### Texto do documento:
Vejam o que diz sobre ele, o Ministro do Supremo Tribunal Federal (STF) José Antonio Dias Toffoli:
Não há
um Prêmio Nobel para o direito. Mas, se ele existisse, seu primeiro ganhador
deveria ter sido o jurista Hans Kelsen, como bem afirma Mathias Jestaedt.
Noções
como hierarquia das normas, jurisdição e tribunal constitucional, monismo
jurídico e natureza dos tratados internacionais, tão corriqueiras hoje em dia,
encontram sua gênese ou seu desenvolvimento original no pensamento desse homem,
sem favor, o maior expoente do direito no século 20.
Em
2011, comemora-se o centenário do nascimento da famosa teoria pura do direito,
cujos fundamentos assentam-se na hierarquia normativa, tendo a Constituição por
ápice de uma pirâmide de regras jurídicas, e na metodologia que dispensa,
embora não lhe negue importância, o recurso a elementos metafísicos.
O
estudo das ideias kelsenianas é bastante difundido no Brasil, país onde ele
adquiriu, desde cedo, uma significativa parcela de seguidores.
No
entanto, a vida e as circunstâncias de Hans Kelsen permanecem desconhecidas, a
ponto de até hoje vicejarem lendas e inverdades sobre quem foi e como pensava
esse filósofo do direito.
A
redescoberta de Kelsen e de sua obra, a partir de sua riquíssima história de
vida, é agora possível ao leitor brasileiro, com a publicação de sua
"Autobiografia", um texto de 1947, mas que permaneceu oculto até
1992. A vida de Kelsen é comovente e em muito se assemelha a um romance, uma
narrativa que se confunde com a história do complexo século 20.
De
origens judaicas, oriundo de uma família pouco abastada do leste do Império
Austro-Húngaro, ele se formou em direito com o objetivo de se rebelar contra os
desígnios do destino. Em 1911, publica "Principais Problemas de Teoria do
Direito Público", aos 30 anos de idade, obra em que toda a sua genialidade
se revela. Atua na Primeira Guerra Mundial e no que ele chamou de
"processo de liquidação" do Império como principal assessor jurídico
do imperador.
Redige
grande parte da Constituição da jovem República da Áustria, cria seu tribunal
constitucional, do qual foi membro por dez anos, e lança os fundamentos da
moderna jurisdição constitucional.

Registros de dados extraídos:
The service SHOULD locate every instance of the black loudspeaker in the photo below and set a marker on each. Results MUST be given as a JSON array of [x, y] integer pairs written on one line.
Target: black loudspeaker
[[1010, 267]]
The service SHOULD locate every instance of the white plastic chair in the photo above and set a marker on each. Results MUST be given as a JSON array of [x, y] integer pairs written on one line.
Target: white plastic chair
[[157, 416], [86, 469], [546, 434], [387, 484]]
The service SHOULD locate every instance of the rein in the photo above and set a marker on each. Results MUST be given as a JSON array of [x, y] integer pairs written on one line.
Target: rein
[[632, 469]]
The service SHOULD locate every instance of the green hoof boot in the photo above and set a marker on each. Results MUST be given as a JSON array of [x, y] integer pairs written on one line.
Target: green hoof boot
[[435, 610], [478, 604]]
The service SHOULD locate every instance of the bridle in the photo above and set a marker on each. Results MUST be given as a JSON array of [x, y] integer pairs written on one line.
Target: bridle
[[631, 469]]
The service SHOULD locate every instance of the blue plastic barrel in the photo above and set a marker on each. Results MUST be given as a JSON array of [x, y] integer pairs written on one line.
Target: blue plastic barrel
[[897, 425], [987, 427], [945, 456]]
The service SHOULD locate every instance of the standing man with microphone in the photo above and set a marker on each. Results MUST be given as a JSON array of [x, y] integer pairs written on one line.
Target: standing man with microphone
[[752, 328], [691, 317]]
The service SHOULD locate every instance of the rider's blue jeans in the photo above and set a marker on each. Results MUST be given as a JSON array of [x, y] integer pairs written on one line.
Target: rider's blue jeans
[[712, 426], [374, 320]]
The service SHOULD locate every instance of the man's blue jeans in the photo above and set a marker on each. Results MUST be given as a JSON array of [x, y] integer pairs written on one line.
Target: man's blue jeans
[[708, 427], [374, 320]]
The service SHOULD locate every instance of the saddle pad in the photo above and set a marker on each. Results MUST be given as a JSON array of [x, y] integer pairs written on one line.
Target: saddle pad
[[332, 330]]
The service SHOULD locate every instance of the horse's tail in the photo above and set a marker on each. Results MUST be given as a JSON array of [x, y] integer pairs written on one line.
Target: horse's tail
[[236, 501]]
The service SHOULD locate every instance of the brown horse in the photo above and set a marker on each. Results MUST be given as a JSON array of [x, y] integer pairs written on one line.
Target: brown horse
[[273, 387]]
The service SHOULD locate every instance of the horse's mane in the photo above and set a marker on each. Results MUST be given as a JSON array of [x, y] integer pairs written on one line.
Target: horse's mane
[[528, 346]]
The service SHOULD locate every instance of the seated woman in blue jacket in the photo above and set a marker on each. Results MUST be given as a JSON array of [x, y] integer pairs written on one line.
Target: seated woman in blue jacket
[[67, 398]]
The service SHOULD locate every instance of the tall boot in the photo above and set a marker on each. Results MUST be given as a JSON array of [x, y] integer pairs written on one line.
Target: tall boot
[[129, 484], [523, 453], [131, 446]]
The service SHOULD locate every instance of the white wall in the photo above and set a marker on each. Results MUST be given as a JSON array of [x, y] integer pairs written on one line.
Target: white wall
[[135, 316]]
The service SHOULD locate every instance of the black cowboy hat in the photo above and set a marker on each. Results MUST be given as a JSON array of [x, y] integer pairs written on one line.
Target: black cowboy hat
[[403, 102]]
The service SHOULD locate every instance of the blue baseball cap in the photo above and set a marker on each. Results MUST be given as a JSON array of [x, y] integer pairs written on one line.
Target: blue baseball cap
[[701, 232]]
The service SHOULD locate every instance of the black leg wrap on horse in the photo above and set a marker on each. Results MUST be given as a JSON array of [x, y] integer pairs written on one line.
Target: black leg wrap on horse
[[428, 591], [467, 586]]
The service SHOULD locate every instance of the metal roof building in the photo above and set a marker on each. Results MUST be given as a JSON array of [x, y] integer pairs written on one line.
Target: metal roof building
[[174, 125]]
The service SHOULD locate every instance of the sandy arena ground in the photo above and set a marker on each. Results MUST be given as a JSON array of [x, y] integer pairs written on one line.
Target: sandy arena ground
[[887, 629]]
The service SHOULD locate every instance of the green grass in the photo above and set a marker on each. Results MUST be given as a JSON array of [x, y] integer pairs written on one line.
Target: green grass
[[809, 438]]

### Tarefas a concluir:
**a)** Reproduza sem alterações os registros, do início até a linha que contém "[[1010, 267]]", incluindo essa linha.
**b)** Retome o texto sobre a vida e a obra de Hans Kelsen a partir do ponto em que ele termina.

### Respostas das tarefas:
**a)**
The service SHOULD locate every instance of the black loudspeaker in the photo below and set a marker on each. Results MUST be given as a JSON array of [x, y] integer pairs written on one line.
Target: black loudspeaker
[[1010, 267]]

**b)**
Torna-se
professor titular na Alemanha, de onde é demitido com a chegada ao poder de
Adolf Hitler.
É
perseguido por sua origem judaica e emigra para Genebra, Praga e, por fim, para
os EUA, onde encontra, em suas palavras, "o último refúgio de um viajante
cansado".
Ele
encerra em si a grandeza e as contradições de seu tempo. Judeu em período
antissemita, refunda as bases jurídico-políticas de sua terra natal. Teórico
disciplinado, é singular em suas ideias, mas vive envolto em dificuldades
financeiras.
Maior
jurista de seu tempo, termina seus dias em uma faculdade de ciência política da
Universidade Berkeley, lecionando para alunos pouco afeitos à tradição do
direito.
Grandioso
em seus escritos, soube ser magnânimo em sua conduta pessoal, especialmente
para com seus inimigos.
Conhecer
Kelsen é aprender muito sobre o Brasil, sua Federação e o modo como nossas
instituições, inclusive o Supremo Tribunal Federal, são organizadas. E, a
partir de agora, é também conhecer as circunstâncias nas quais seu pensamento
foi forjado.
No
centenário da teoria pura do direito, os juristas, e não apenas esses, podem
redescobrir esse homem tão importante para a ordem jurídica contemporânea.
Em uma
era de ponderações, imprevisibilidade e incertezas, é reconfortante olhar para
o horizonte e enxergar um porto seguro nas teorias de Kelsen.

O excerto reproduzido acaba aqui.